*Aim of the exercise*.
Beginning with the line that holds "Every instance of the white baseball", set down each line of the data below through the very last, exactly as given, and nothing beyond that.

*Dataset excerpts*.
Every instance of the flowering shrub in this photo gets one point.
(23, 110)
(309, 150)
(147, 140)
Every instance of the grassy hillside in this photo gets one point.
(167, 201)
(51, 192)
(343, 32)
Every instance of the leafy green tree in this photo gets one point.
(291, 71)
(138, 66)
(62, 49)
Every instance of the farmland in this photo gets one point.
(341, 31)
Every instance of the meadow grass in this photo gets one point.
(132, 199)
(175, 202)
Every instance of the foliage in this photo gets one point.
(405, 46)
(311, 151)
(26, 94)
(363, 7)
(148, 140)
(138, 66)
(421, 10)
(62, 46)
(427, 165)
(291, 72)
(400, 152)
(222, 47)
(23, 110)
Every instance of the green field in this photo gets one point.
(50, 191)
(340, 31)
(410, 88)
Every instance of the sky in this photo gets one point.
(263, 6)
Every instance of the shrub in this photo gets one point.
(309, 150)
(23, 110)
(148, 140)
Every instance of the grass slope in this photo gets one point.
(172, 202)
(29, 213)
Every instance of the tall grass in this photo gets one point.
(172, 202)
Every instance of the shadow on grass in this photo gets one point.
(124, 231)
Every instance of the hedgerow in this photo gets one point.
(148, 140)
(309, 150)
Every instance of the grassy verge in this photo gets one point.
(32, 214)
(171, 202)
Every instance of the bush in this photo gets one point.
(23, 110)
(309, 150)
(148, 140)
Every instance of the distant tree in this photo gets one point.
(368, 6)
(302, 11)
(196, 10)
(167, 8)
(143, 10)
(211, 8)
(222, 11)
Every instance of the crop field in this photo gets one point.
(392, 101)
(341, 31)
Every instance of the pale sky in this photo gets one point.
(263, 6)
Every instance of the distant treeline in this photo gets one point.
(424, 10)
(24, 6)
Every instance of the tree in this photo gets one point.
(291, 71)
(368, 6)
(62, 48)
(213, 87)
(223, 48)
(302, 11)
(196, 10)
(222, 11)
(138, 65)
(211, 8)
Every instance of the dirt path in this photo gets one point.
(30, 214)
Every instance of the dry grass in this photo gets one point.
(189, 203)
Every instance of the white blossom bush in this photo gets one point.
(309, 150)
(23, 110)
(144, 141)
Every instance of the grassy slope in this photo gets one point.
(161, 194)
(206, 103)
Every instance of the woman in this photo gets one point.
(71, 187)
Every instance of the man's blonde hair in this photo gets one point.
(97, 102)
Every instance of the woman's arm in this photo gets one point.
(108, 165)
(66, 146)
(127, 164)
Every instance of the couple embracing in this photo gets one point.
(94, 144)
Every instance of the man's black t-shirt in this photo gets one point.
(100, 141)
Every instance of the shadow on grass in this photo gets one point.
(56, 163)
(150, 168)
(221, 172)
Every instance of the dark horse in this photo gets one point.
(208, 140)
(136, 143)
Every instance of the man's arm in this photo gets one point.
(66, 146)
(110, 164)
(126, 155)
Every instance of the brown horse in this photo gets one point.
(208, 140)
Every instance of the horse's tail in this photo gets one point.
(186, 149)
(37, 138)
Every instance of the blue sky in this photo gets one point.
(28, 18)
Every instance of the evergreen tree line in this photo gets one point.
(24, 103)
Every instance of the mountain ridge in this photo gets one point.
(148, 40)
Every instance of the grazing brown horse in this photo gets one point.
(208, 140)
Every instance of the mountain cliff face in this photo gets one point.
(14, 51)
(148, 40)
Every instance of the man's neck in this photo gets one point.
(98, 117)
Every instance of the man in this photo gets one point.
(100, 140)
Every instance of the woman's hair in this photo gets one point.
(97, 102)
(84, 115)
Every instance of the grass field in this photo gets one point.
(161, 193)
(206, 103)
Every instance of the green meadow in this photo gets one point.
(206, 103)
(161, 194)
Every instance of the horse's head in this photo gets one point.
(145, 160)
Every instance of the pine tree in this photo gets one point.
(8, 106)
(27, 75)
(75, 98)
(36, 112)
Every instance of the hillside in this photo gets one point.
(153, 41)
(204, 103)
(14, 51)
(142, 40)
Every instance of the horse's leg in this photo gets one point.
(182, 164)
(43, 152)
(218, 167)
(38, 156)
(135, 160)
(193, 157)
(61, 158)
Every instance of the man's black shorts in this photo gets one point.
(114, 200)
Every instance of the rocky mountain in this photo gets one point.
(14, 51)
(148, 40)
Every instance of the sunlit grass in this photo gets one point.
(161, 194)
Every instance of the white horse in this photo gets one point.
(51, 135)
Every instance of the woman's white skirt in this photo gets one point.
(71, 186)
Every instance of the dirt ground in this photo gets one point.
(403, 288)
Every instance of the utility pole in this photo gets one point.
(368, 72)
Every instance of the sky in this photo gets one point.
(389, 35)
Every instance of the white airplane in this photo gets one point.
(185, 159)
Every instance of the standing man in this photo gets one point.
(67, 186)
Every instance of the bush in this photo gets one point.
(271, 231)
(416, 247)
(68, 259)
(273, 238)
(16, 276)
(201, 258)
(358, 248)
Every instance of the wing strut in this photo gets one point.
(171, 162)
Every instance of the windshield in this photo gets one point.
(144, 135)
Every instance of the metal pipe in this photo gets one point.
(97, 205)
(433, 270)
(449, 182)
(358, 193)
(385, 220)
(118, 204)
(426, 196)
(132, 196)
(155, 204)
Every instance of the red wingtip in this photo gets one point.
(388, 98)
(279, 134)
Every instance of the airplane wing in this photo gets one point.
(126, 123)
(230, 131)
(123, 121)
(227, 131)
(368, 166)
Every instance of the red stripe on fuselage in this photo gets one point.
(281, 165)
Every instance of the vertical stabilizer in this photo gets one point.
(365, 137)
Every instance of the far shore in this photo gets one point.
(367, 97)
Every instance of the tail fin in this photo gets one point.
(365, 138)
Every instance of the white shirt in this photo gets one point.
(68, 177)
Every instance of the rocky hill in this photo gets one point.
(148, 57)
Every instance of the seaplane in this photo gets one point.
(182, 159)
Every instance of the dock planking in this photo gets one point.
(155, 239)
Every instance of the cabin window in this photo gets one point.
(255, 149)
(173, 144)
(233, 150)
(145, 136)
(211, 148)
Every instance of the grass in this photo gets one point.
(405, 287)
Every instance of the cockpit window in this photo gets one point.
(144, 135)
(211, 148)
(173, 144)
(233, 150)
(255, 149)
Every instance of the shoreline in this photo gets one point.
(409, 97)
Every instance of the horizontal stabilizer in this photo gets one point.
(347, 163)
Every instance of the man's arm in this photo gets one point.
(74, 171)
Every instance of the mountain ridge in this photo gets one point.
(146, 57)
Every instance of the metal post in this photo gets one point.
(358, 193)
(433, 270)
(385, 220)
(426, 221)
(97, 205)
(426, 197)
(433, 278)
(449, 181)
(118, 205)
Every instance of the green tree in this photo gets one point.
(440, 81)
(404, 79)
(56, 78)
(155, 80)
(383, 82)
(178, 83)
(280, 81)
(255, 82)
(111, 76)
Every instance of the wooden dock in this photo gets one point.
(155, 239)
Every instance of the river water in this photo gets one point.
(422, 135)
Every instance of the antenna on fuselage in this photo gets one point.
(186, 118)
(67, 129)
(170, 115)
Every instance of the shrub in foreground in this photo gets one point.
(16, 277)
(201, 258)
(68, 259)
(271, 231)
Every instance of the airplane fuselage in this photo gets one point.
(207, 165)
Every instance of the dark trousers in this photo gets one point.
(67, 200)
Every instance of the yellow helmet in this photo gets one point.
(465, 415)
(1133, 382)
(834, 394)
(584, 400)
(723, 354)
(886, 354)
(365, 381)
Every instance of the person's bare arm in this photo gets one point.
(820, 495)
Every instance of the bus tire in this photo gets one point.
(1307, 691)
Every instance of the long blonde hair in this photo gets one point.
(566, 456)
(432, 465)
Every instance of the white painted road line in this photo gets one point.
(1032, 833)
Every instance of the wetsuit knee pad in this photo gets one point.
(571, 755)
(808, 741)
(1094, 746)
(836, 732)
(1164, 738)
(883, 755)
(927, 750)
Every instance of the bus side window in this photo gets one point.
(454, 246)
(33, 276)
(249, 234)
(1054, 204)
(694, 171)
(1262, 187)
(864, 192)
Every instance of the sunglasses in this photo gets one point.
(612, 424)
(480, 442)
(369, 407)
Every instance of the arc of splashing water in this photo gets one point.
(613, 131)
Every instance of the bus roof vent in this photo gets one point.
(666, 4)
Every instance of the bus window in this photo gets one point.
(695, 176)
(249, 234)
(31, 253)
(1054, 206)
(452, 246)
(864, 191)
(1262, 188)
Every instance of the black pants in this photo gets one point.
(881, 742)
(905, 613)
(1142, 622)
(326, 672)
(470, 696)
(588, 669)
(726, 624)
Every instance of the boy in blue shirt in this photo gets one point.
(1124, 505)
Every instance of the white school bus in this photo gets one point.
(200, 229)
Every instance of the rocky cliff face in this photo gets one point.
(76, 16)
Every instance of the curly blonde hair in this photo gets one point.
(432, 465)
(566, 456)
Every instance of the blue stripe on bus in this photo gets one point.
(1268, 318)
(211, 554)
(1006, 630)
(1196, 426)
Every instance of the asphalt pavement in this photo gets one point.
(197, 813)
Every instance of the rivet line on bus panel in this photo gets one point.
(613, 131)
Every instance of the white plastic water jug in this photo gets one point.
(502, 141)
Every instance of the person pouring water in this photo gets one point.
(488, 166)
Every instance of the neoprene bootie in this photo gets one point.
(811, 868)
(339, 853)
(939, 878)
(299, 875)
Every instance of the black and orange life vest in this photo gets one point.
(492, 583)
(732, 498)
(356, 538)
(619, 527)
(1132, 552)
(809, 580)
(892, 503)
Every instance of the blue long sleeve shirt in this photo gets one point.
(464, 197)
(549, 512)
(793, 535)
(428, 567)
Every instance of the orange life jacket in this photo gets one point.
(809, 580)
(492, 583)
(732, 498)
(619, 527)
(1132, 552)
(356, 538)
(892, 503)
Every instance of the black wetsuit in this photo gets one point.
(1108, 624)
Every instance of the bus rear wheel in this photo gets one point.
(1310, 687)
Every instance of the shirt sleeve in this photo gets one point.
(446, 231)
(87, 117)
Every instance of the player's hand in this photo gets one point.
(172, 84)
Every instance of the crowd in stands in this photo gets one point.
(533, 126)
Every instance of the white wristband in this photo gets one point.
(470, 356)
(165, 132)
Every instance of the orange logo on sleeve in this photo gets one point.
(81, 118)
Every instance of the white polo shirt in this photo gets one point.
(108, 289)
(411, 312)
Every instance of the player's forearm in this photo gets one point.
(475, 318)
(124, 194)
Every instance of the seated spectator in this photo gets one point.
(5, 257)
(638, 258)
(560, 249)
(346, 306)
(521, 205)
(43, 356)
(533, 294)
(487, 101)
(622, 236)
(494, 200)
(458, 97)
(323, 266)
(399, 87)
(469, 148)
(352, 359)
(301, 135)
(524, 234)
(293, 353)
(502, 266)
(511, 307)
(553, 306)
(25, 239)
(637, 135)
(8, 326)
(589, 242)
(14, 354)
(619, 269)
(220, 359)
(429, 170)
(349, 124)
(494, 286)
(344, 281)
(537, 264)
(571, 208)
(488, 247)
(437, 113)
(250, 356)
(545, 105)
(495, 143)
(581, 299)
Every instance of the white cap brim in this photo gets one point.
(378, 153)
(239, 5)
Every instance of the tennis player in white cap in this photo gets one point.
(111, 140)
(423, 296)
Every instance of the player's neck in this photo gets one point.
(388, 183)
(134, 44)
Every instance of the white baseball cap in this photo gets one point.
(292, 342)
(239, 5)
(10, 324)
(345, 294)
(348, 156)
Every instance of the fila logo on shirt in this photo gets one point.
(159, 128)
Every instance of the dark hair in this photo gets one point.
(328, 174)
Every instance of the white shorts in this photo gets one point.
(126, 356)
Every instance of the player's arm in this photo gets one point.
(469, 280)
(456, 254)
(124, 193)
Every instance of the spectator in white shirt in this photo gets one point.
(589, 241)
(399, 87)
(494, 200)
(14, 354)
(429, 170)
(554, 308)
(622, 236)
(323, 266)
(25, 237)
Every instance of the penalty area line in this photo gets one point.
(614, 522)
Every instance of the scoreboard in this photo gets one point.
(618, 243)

*Response to this task*.
Every instance of the white baseball cap in this photo gets one point.
(292, 342)
(239, 5)
(10, 324)
(345, 294)
(348, 156)
Every instance of the fila logo on shirt in this photo gets one point.
(159, 128)
Every instance of the dark hair in this photo gets one point.
(328, 174)
Every instance of the white shorts in this photo gets one point.
(126, 356)
Every instance of the player's arm in this photo gets one point.
(469, 280)
(456, 254)
(124, 193)
Every instance of the spectator in white shirt in this photo gets one point.
(589, 241)
(399, 87)
(494, 200)
(14, 354)
(429, 170)
(554, 308)
(622, 236)
(323, 266)
(25, 237)
Every instance of the penalty area line in this photo gets one point.
(614, 522)
Every instance of the scoreboard in this photo gets one point.
(618, 243)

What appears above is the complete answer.